チーズフォンデュチーズの種類

寒い季節にぴったりのチーズフォンデュは、家族や友人と囲む温かい食卓の定番。しかし、フォンデュの味わいを左右するのは、何と言ってもチーズ選びです。エメンタールやグリュイエールといった定番はもちろん、隠し味となるチーズを加えることで、奥深い味わいが生まれます。本記事では、チーズフォンデュに最適なチーズの選び方から、様々な種類のチーズの特徴までを徹底解説。あなただけのオリジナルフォンデュを見つけて、至福のひとときを過ごしましょう。

チーズフォンデュとは?

チーズフォンデュは、温めた白ワインに数種類のチーズを溶かし、パンや茹で野菜などの食材を浸して味わう料理です。アルプス山脈周辺が発祥とされ、スイスを中心に、フランスやイタリアなどでも広く親しまれています。「フォンデュ」はフランス語で「溶ける」を意味し、その名の通り、溶けたチーズを絡めて食べるのが特徴です。もともとは、硬くなったパンを美味しく食べるための工夫から生まれたと言われています。伝統的なレシピでは、エメンタールチーズとグリュイエールチーズがよく用いられますが、各家庭や地域によって使用するチーズの種類や配合が異なり、それぞれの味が受け継がれています。

チーズフォンデュに合うチーズの種類

チーズフォンデュに使われるチーズは多種多様ですが、主にハードタイプまたはセミハードタイプのものが適しています。中でも、エメンタールチーズとグリュイエールチーズは定番として知られています。しかし、特定のチーズでなければならないという厳格なルールはなく、様々なチーズの組み合わせを自由に楽しむことができます。

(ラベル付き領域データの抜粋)
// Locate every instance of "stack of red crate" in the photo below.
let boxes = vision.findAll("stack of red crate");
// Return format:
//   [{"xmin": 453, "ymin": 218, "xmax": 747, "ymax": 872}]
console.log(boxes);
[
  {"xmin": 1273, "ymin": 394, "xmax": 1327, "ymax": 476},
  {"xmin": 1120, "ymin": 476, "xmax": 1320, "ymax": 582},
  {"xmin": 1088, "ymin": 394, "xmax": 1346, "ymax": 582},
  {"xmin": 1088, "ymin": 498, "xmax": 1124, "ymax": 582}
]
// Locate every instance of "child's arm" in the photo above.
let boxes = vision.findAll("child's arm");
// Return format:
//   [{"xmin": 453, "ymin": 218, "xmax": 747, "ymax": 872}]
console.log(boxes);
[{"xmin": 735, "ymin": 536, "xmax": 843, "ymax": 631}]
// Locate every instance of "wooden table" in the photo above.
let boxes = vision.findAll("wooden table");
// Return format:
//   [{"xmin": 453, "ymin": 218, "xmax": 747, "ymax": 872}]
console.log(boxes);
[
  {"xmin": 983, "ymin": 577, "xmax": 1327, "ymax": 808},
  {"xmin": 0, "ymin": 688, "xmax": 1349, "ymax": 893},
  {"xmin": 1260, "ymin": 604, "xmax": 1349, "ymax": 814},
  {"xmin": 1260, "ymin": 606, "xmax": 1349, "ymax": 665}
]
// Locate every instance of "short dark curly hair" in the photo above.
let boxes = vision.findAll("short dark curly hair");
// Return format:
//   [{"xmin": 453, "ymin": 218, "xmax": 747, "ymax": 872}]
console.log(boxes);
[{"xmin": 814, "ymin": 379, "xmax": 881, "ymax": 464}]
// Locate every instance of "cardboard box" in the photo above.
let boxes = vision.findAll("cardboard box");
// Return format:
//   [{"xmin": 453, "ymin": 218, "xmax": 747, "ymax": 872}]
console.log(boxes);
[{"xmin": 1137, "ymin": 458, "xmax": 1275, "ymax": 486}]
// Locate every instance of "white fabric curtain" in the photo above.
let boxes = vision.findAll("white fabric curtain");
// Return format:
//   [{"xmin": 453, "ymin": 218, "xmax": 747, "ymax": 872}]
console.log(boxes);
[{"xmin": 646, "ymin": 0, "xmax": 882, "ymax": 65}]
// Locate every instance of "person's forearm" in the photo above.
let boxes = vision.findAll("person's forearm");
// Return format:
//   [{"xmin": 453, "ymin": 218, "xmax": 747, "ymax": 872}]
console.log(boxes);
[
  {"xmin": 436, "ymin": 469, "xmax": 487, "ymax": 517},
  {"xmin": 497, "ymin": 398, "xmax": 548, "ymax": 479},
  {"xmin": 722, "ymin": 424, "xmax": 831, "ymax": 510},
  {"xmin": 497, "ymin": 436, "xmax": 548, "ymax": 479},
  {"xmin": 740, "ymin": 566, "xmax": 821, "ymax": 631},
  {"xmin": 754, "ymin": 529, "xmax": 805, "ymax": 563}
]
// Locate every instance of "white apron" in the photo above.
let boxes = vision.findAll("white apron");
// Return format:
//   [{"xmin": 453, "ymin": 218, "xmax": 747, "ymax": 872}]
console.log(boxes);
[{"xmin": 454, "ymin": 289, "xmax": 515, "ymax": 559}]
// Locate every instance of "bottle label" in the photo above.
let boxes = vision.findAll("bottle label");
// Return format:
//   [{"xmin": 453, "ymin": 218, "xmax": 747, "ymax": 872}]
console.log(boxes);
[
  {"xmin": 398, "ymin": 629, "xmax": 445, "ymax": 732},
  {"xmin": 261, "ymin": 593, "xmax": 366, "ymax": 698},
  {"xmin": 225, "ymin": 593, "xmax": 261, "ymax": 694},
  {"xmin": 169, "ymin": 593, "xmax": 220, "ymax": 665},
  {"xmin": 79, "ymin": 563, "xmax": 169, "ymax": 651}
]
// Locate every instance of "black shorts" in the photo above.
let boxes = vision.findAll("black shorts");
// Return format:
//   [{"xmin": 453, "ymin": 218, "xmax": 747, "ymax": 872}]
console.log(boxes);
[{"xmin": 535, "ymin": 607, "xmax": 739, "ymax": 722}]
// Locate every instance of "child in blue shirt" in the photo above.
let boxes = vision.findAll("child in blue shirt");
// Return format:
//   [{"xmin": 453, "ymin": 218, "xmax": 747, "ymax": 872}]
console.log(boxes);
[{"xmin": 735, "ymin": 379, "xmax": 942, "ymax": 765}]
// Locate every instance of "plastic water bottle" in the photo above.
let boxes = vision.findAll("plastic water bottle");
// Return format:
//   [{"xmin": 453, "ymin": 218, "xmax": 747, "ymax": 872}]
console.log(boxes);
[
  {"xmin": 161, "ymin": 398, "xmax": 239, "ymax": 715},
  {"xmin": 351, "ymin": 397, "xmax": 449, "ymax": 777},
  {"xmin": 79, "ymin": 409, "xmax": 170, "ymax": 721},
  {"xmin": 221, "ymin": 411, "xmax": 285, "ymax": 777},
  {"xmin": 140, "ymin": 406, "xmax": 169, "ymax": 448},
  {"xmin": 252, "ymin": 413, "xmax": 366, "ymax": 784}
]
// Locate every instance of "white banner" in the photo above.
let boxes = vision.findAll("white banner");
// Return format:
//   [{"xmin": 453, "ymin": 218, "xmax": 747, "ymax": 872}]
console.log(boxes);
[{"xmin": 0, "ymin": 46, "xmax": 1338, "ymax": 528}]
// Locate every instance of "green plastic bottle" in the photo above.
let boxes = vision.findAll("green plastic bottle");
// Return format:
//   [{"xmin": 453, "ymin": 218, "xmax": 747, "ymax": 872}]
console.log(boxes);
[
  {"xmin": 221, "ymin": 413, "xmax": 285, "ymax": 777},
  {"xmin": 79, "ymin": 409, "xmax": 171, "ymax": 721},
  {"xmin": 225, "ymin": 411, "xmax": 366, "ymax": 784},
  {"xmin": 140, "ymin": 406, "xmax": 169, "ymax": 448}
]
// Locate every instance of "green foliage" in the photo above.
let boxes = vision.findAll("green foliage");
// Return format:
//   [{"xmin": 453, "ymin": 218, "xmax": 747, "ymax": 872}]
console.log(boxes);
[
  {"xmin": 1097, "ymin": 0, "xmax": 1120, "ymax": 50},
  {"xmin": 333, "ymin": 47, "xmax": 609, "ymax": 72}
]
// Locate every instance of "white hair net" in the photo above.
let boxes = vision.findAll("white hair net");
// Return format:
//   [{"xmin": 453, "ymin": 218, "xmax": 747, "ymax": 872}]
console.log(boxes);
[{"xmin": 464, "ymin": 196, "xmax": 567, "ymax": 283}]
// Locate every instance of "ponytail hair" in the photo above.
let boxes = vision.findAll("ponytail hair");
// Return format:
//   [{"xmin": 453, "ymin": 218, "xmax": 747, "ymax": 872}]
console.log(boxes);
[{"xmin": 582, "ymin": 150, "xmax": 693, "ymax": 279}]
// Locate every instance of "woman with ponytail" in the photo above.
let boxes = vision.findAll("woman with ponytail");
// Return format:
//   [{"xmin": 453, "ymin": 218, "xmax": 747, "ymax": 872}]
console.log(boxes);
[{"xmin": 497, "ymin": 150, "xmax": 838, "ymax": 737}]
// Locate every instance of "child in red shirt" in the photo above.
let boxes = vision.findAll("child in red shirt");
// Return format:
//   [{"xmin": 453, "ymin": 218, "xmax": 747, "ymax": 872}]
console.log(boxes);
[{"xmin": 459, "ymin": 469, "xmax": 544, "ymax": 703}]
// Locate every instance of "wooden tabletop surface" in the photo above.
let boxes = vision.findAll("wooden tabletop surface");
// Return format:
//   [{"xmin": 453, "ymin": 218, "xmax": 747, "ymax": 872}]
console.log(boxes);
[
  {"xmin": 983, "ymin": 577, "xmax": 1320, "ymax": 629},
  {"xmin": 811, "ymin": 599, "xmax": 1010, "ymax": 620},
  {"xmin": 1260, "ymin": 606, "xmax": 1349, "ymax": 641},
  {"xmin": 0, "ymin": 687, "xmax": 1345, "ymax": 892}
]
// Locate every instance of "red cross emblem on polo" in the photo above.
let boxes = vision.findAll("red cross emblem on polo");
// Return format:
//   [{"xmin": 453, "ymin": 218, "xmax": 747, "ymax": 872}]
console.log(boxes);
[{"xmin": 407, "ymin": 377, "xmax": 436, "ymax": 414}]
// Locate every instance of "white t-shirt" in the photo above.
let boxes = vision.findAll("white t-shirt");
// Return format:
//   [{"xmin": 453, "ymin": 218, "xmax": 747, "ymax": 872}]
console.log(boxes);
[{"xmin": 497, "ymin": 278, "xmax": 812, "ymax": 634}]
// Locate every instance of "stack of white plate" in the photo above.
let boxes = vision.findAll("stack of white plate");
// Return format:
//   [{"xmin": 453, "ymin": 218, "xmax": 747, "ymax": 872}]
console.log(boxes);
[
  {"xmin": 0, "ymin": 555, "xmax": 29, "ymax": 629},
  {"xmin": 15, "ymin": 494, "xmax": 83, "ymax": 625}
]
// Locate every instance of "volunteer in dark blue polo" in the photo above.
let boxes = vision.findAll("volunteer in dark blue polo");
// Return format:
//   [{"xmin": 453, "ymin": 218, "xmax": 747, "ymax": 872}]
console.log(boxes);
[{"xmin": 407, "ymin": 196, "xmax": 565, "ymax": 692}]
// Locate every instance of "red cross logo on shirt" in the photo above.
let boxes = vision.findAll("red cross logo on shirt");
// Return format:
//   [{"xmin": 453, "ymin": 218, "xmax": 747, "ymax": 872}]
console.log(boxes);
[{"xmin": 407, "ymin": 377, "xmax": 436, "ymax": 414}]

- [課題の目標 A]: チーズフォンデュについての文章から、「チーズフォンデュに使われるチ」から「自由に楽しむことができます。」までの部分を一字一句たがえずに引用してください。
- [課題の目標 B]: チーズフォンデュについての文章にある次の一文を英語に翻訳してください。「しかし、特定のチーズでなければならないという厳格なルールはなく、様々なチーズの組み合わせを自由に楽しむことができます。」

- [演習の解答 A]:
チーズフォンデュに使われるチーズは多種多様ですが、主にハードタイプまたはセミハードタイプのものが適しています。中でも、エメンタールチーズとグリュイエールチーズは定番として知られています。しかし、特定のチーズでなければならないという厳格なルールはなく、様々なチーズの組み合わせを自由に楽しむことができます。

- [演習の解答 B]: However, there is no strict rule that a particular cheese must be used, and you can freely enjoy various combinations of cheeses.